Supplied passage:
The regulations address the safe design, operation, and maintenance of 
covered processes and emergency response to accidental releases that 
may occur. The regulations also include requirements for the 
development and submission of RMPs by regulated sources. The RMP is 
required to include information about the regulated stationary source 
and about the source's hazard assessment, prevention program, and 
emergency response program.

B. Delegation of Section 112 Programs

    Section 112(l) of the CAA and 40 CFR part 63, subpart E authorize 
EPA to approve state rules and programs to be implemented and enforced 
in place of certain CAA requirements, including the RM Program set 
forth at 40 CFR part 68. EPA promulgated 40 CFR part 63, subpart E on 
November 26, 1993 (58 FR 62262) and subsequently amended these 
regulations on September 14, 2000 (65 FR 55810).
    Under 40 CFR 63.91(a), a state must satisfy requirements under 40 
CFR 63.91(d) to obtain delegation of a section 112 program. If the 
state adopts federal rules unchanged, then only the criteria in 40 CFR 
63.91(d) are required, except for delegation of the RM Program for 
which the provisions of 40 CFR 63.95 must also be met. See 40 CFR 
63.91(a)(1) and (a)(4).
    Under 40 CFR 63.91(d), the state may either reference approval of a 
Title V program or directly satisfy the requirements in (d)(3)(i)-(v).

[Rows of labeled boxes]

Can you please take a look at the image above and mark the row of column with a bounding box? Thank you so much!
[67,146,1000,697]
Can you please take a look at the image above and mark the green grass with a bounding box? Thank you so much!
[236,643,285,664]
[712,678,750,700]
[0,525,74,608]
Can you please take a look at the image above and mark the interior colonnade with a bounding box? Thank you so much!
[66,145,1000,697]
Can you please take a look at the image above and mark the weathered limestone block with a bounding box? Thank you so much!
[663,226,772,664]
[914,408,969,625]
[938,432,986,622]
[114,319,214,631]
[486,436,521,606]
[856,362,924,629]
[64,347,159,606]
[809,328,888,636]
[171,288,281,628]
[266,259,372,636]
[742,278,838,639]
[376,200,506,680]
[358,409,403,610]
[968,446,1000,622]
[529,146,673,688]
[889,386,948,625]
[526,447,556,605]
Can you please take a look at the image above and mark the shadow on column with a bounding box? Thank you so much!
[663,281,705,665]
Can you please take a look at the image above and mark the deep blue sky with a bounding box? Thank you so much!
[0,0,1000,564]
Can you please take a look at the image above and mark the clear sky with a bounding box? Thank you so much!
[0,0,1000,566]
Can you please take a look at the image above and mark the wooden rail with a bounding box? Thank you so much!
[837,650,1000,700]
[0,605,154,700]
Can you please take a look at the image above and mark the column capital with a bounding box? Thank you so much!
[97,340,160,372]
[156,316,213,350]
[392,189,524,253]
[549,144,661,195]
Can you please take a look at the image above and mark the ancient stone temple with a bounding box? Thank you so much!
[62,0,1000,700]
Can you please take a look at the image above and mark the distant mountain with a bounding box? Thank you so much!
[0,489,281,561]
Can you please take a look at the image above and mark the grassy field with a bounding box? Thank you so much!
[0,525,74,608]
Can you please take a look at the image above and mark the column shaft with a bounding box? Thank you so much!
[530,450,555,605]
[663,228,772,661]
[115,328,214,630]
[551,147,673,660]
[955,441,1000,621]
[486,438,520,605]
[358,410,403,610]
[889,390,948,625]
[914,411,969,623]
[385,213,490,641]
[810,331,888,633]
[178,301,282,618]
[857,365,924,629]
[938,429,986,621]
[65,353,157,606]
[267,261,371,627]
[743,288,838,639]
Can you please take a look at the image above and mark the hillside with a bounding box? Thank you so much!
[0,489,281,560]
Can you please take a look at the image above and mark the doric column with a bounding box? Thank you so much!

Directions for this task:
Return the Section 112 passage verbatim, beginning at the words "Section 112(l) of" and stopping after the words "(65 FR 55810).". The rows originate from a separate source, not from the Section 112 passage.

Written response:
Section 112(l) of the CAA and 40 CFR part 63, subpart E authorize 
EPA to approve state rules and programs to be implemented and enforced 
in place of certain CAA requirements, including the RM Program set 
forth at 40 CFR part 68. EPA promulgated 40 CFR part 63, subpart E on 
November 26, 1993 (58 FR 62262) and subsequently amended these 
regulations on September 14, 2000 (65 FR 55810).